Please write out the listing again, from the line with "Keypoint placement for each instance of the green weed" up to and including the last line of the listing, and give only those lines. Keep every line's wording unchanged, but scale each coordinate by 0.8 and round it to a whole number, with halves rounding up. Leave out the pictures.
Begin
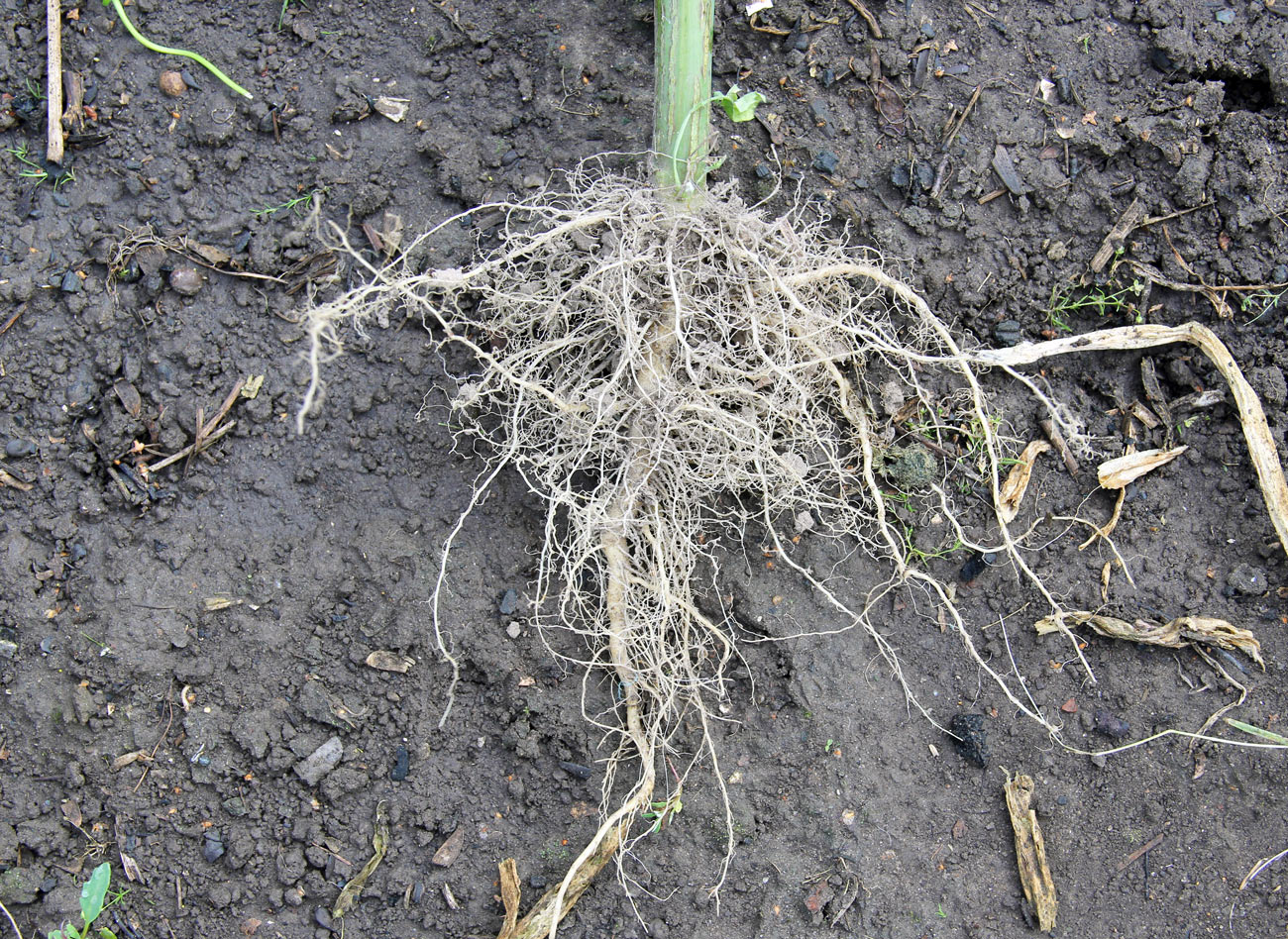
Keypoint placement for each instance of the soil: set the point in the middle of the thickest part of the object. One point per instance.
(215, 618)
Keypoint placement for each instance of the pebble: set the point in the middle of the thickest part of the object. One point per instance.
(825, 161)
(321, 762)
(235, 806)
(1008, 333)
(171, 82)
(213, 848)
(402, 763)
(1111, 724)
(185, 281)
(974, 567)
(1248, 581)
(970, 737)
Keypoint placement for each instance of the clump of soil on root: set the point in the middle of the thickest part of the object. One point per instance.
(664, 376)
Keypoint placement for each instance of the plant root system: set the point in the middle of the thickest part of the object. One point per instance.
(669, 380)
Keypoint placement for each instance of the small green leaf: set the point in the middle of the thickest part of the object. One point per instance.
(94, 891)
(741, 107)
(1257, 730)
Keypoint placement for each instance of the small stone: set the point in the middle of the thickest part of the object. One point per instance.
(235, 806)
(1008, 333)
(450, 850)
(825, 161)
(82, 702)
(185, 281)
(321, 762)
(970, 737)
(402, 764)
(213, 848)
(171, 82)
(1111, 724)
(1248, 579)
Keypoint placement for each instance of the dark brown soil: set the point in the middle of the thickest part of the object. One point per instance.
(326, 545)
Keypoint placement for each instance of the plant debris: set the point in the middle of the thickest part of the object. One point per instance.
(1173, 634)
(1030, 850)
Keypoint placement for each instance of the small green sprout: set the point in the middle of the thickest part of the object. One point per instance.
(167, 51)
(739, 107)
(94, 899)
(37, 172)
(1261, 301)
(662, 811)
(286, 5)
(299, 205)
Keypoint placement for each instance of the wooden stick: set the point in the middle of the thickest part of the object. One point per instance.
(54, 80)
(191, 449)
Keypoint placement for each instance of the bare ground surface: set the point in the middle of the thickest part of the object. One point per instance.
(217, 617)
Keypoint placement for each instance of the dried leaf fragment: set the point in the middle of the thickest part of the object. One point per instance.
(1018, 480)
(1173, 635)
(1030, 850)
(390, 661)
(1117, 472)
(133, 756)
(393, 108)
(378, 844)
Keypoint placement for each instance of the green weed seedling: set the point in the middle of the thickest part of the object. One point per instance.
(95, 896)
(1103, 300)
(286, 5)
(1261, 303)
(38, 174)
(299, 205)
(662, 811)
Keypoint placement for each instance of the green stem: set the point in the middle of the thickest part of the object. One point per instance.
(682, 114)
(166, 51)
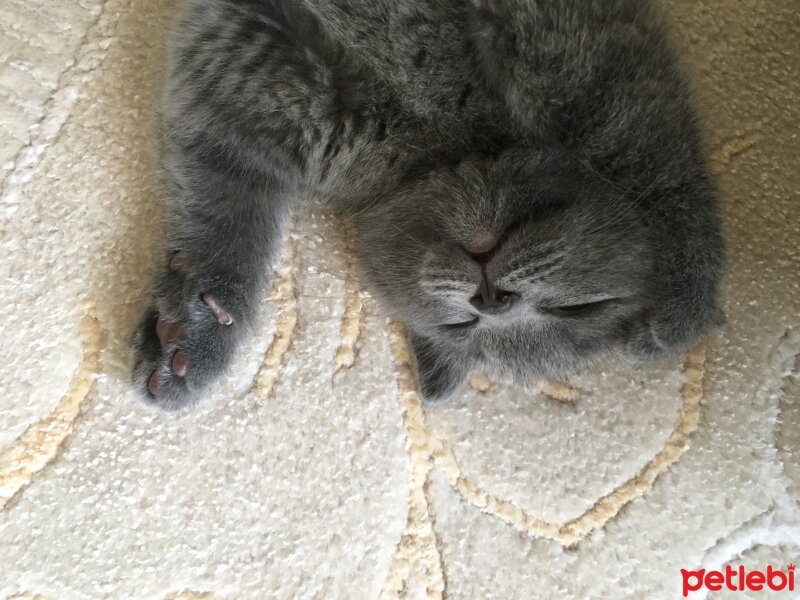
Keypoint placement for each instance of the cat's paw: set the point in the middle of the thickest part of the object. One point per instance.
End
ANSWER TO THE TASK:
Keypoint placement for each instance of the green weed seedling: set the point in the middle of the thickest part of the object. One point per instance.
(76, 717)
(882, 240)
(229, 4)
(1009, 242)
(30, 139)
(239, 164)
(530, 649)
Keypoint placement for each instance of the green stem: set the point in the middle of the thickest part of the object. One point per instance.
(546, 91)
(133, 41)
Keypoint placement for each instance of the cat's paw: set the point in the middle of the thickest part of the object. One point per instance.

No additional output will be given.